**What you should do:** Each line in the listing is to be restated exactly.

**Dataset entries:**
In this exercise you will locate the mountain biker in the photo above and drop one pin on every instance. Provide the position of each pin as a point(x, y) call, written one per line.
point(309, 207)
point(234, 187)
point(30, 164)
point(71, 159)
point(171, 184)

**Output of the exercise:**
In this exercise you will locate the mountain biker in the photo above and drop one pin on every instance. Provide the position of each pin as a point(x, y) call, written one per line.
point(309, 207)
point(234, 187)
point(30, 164)
point(71, 159)
point(171, 184)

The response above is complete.